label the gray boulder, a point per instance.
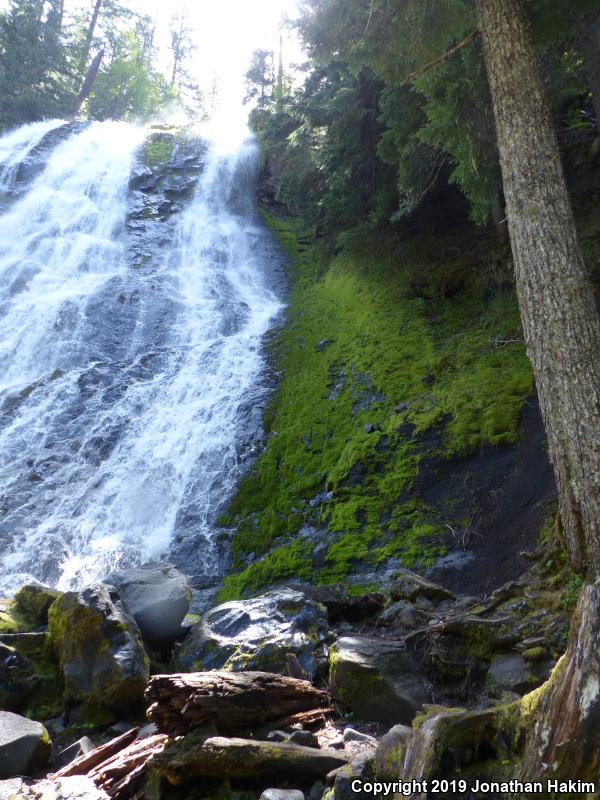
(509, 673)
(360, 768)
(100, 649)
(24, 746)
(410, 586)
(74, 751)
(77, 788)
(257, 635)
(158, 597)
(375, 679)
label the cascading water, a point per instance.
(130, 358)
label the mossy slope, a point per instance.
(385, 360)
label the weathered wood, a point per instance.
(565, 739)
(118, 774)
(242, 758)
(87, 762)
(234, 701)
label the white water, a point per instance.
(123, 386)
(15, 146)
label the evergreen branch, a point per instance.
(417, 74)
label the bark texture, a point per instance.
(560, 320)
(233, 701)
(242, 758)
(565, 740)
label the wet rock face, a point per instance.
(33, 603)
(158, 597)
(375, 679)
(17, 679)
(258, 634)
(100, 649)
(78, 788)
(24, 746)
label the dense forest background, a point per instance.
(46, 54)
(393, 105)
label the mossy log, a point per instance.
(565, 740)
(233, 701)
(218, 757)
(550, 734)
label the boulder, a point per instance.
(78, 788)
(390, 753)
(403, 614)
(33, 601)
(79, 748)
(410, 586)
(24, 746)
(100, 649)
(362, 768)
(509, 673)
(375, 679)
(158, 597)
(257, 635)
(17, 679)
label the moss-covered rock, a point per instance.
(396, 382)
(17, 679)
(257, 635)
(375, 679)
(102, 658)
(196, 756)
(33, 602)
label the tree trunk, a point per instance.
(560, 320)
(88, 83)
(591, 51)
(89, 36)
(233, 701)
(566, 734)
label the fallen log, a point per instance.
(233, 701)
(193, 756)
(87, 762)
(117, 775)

BRIEF
The answer must consist of the lines from the one with "label the mossy log, a point per instance." through the final line of the entries above, exactly as they are, and nothing else.

WRITTEN SOLUTION
label the mossy log, a point per instance.
(565, 740)
(233, 701)
(218, 757)
(550, 734)
label the boulder, a point per instance.
(78, 788)
(390, 753)
(403, 614)
(33, 601)
(79, 748)
(410, 586)
(24, 746)
(100, 649)
(362, 768)
(509, 673)
(375, 679)
(158, 597)
(257, 635)
(17, 679)
label the moss-covered rock, a point per instance.
(396, 382)
(17, 679)
(257, 635)
(375, 679)
(102, 658)
(196, 756)
(33, 602)
label the tree trunk, a point per instance.
(560, 320)
(88, 83)
(591, 51)
(89, 36)
(233, 701)
(566, 734)
label the fallen log, a point per instance.
(233, 701)
(193, 756)
(87, 762)
(117, 775)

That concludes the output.